»»

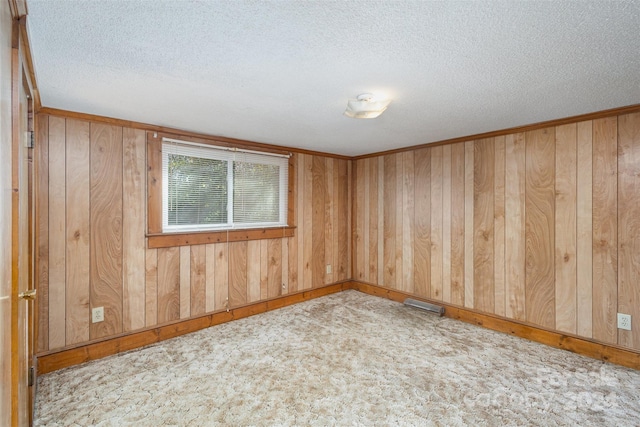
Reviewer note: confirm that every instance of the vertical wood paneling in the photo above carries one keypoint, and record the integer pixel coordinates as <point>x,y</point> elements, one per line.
<point>446,223</point>
<point>515,172</point>
<point>329,225</point>
<point>422,229</point>
<point>274,274</point>
<point>436,223</point>
<point>57,233</point>
<point>584,250</point>
<point>210,278</point>
<point>566,240</point>
<point>42,231</point>
<point>77,228</point>
<point>253,269</point>
<point>308,204</point>
<point>168,284</point>
<point>238,273</point>
<point>539,205</point>
<point>198,279</point>
<point>629,226</point>
<point>319,193</point>
<point>360,216</point>
<point>185,282</point>
<point>133,227</point>
<point>483,223</point>
<point>498,226</point>
<point>221,276</point>
<point>372,265</point>
<point>457,224</point>
<point>408,201</point>
<point>106,227</point>
<point>605,233</point>
<point>468,223</point>
<point>399,184</point>
<point>151,287</point>
<point>389,221</point>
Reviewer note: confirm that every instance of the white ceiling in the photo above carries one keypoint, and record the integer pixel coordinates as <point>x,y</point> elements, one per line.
<point>281,71</point>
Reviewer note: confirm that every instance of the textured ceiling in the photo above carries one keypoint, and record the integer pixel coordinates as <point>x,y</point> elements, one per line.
<point>281,71</point>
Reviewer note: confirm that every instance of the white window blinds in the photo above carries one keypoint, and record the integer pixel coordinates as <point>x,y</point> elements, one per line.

««

* [Required work]
Render every one of the lines above as a Markdown table with the columns No. and Line, numbering the rows and skipping any blank lines. Leave the pictures out.

* [In response]
| No. | Line |
|---|---|
| 1 | Reviewer note: confirm that every instance of the vertical wood paneling in the photo above carries one keypoint, and record the integer pixel coordinates as <point>x,y</point> elements, one per line. |
| 2 | <point>446,223</point> |
| 3 | <point>515,172</point> |
| 4 | <point>329,225</point> |
| 5 | <point>422,229</point> |
| 6 | <point>274,274</point> |
| 7 | <point>436,223</point> |
| 8 | <point>57,233</point> |
| 9 | <point>584,250</point> |
| 10 | <point>210,278</point> |
| 11 | <point>566,240</point> |
| 12 | <point>42,231</point> |
| 13 | <point>77,228</point> |
| 14 | <point>253,269</point> |
| 15 | <point>308,204</point> |
| 16 | <point>168,284</point> |
| 17 | <point>238,273</point> |
| 18 | <point>539,205</point> |
| 19 | <point>198,279</point> |
| 20 | <point>629,226</point> |
| 21 | <point>319,193</point> |
| 22 | <point>360,216</point> |
| 23 | <point>185,282</point> |
| 24 | <point>133,227</point> |
| 25 | <point>483,223</point> |
| 26 | <point>498,226</point> |
| 27 | <point>221,276</point> |
| 28 | <point>372,265</point> |
| 29 | <point>457,224</point> |
| 30 | <point>408,201</point> |
| 31 | <point>106,227</point> |
| 32 | <point>605,233</point> |
| 33 | <point>468,223</point> |
| 34 | <point>399,184</point> |
| 35 | <point>151,287</point> |
| 36 | <point>389,221</point> |
| 37 | Reviewer note: confirm that every instance of the white ceiling in the photo above carries one keypoint, and record the integer pixel coordinates as <point>x,y</point> elements, one per line. |
| 38 | <point>281,71</point> |
| 39 | Reviewer note: confirm that every instance of the textured ceiling in the photo above carries one keypoint, and record the integer pixel coordinates as <point>x,y</point> elements, one per line. |
| 40 | <point>281,71</point> |
| 41 | Reviewer note: confirm that every instance of the white window blinds in the photo above carries one keypoint, and record the integer pixel coordinates as <point>x,y</point> elements, one per line. |